__Document extract__.
=======

The Bombay High Court on 12 May, 2020 {Dheeraj Wadhawan v. Directorate of Enforcement and Anr} held that it is mere apprehension expressed by the applicants that on being subjected to custody for the purposes of interrogation may expose them to the virus and in view of the health conditions of the applicants, it may prove to be more fatal. It was held that the said apprehension at the instance of the applicants being in the age group of early forties, cannot be cited against the right of the respondent to seek their custody for interrogation into a serious economic offence. 

It was held by Single Judge of Bombay High Court, Justice BHARATI DANGRE, that the response to the summons speak of apathetic and an indifferent approach. It was held that if Kapil Wadhwan was ailing, nothing prevented from Dhiraj to report to the Investigating Officer by travelling all alone in their offices. It was held that it appears that the close knitted family had taken a decision together and as per their version, for removal of the stress of the earlier arrest, had decided to relax at their home in Mahabaleshwar in spite of all the seriousness of the accusation hovering over them and which from the response itself is clear that they were aware and conscious of, from the media reports.

In the present case, the anticipatory bail applications were moved  in case registered by Directorate of Enforcement. The said ECIR was registered on the basis of FIR registered on 7th March 2020 at 9.15 p.m by the Central Bureau of Investigation at New Delhi under Sections 120B read with Section 420 of the Indian Penal Code and Sections 7, 12 and 13 of the Prevention of Corruption Act. The FIR alleged that a loan of Rs.750 crores was sanctioned to M/s. RKW Developers which was siphoned by Kapil Wadhwan by transferring it to DHFL.

The HC held that the procedure of law must be followed and abided by. It was held that a serious economic offence cannot wait the pandemic to recede and the projection of the applicants as “not being healthy” and health being a part of Article 21 of the Constitution would not absolve them of being subjected to interrogation by taking recourse to the provision of Section 438 contained in the code of Criminal Procedure which is expected to be exercised on striking a balance of the nature of offence, the conduct of the offender and the need of the Investigating Agency to penetrate the alleged offence. It was held that this is more particularly to be in an offence of money laundering which has serious ramifications and has the potential to bring the swirling economy of the entire country to a standstill.

=======

__Exercises to complete__.
[1] Please transcribe the part of the Bombay High Court ruling that begins at the words "It was held by" and ends after the words "the media reports.".
[2] Continue the text on the Bombay High Court ruling from where it stops.

__Stored entries__.
=======

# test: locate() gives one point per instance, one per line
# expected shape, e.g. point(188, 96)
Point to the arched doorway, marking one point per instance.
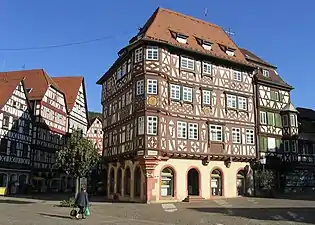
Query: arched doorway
point(240, 183)
point(3, 180)
point(127, 181)
point(22, 181)
point(193, 182)
point(119, 180)
point(137, 182)
point(167, 182)
point(216, 183)
point(111, 181)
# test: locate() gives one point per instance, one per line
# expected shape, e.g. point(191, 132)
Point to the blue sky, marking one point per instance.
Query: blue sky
point(281, 32)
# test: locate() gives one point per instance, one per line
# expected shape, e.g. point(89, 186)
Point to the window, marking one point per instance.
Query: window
point(152, 87)
point(236, 135)
point(140, 87)
point(285, 120)
point(175, 91)
point(242, 103)
point(231, 101)
point(187, 94)
point(167, 182)
point(206, 97)
point(181, 129)
point(263, 118)
point(138, 55)
point(216, 133)
point(187, 63)
point(5, 122)
point(263, 144)
point(152, 125)
point(265, 73)
point(237, 75)
point(292, 120)
point(193, 131)
point(25, 150)
point(13, 150)
point(274, 95)
point(118, 73)
point(152, 53)
point(286, 146)
point(250, 136)
point(206, 68)
point(271, 118)
point(140, 125)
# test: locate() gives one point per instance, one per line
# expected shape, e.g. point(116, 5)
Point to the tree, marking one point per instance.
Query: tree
point(77, 157)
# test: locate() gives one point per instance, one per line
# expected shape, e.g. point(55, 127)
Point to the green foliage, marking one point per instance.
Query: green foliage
point(78, 157)
point(68, 202)
point(94, 114)
point(265, 179)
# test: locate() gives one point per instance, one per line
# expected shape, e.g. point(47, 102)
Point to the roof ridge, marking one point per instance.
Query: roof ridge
point(189, 17)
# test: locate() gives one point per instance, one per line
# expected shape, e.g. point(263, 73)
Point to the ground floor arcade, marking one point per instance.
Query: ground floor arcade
point(176, 179)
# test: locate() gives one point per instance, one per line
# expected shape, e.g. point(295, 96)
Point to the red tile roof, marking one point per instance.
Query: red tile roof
point(165, 21)
point(70, 87)
point(7, 86)
point(36, 79)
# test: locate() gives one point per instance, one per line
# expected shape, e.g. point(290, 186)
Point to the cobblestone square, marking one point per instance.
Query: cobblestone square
point(238, 211)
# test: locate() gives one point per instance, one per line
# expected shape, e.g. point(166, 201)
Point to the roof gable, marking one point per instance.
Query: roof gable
point(36, 79)
point(164, 23)
point(70, 86)
point(7, 87)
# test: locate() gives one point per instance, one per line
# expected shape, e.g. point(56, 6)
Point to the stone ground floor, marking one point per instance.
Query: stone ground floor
point(232, 211)
point(175, 180)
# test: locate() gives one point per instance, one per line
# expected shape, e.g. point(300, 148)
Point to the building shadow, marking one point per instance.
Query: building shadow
point(55, 216)
point(304, 214)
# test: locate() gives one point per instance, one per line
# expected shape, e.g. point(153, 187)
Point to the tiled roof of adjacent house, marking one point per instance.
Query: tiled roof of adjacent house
point(273, 78)
point(36, 79)
point(7, 86)
point(164, 22)
point(70, 87)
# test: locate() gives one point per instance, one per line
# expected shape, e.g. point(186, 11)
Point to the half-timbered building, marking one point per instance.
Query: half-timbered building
point(15, 135)
point(49, 126)
point(95, 133)
point(178, 109)
point(74, 90)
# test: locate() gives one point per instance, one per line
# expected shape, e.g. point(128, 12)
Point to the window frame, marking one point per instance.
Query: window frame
point(140, 87)
point(153, 83)
point(181, 129)
point(206, 94)
point(208, 66)
point(250, 136)
point(152, 125)
point(154, 51)
point(188, 60)
point(213, 128)
point(237, 75)
point(193, 131)
point(236, 131)
point(138, 55)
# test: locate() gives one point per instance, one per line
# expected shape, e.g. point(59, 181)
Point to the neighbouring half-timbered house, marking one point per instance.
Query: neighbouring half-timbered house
point(95, 133)
point(15, 135)
point(49, 127)
point(178, 109)
point(277, 124)
point(74, 90)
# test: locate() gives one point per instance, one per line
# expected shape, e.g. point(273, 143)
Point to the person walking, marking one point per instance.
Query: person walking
point(82, 202)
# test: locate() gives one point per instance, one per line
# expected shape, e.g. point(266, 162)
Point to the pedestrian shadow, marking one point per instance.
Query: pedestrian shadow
point(303, 214)
point(55, 216)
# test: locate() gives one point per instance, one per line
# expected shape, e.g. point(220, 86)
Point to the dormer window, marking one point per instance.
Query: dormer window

=======

__Per-task outputs__.
[1]
It was held by Single Judge of Bombay High Court, Justice BHARATI DANGRE, that the response to the summons speak of apathetic and an indifferent approach. It was held that if Kapil Wadhwan was ailing, nothing prevented from Dhiraj to report to the Investigating Officer by travelling all alone in their offices. It was held that it appears that the close knitted family had taken a decision together and as per their version, for removal of the stress of the earlier arrest, had decided to relax at their home in Mahabaleshwar in spite of all the seriousness of the accusation hovering over them and which from the response itself is clear that they were aware and conscious of, from the media reports.

[2]
It was held that it is only the applicants who can throw light on the nature of transaction and the alleged conspiracy can be cracked by interrogating them regarding the rolling of funds in the sister companies by deciphering their accounts. It was also held that the applicants have to be confronted with various incriminating documents with respect to the loans sanctioned in its favour by YES Bank and further loans sanctioned by the DHFL in favour of Rana Kapur so as to unearth the multi crore conspiracy. It was held that the modus-operandi of working of YES bank and its officials is the bone of interrogation along with the concessions and favours granted to the companies/undertakings run by Rana Kapur and his family. It was held that this can only be achieved and attained by custodial interrogation of the applicants. It was further held that the excuse of the pandemic Covid-19 cannot and shall not deter the Enforcement Directorate from investigating a serious offence of Money Laundering which has shaken the economy of India and bear wide ramifications at this juncture.

The Bombay HC held that considering the gravity of the accusations against the present applicants and the need for their custodial interrogation being made out by the Directorate of Enforcement, the present applications filed by the applicants do not warrant any consideration. And both the applications were dismissed by the HC.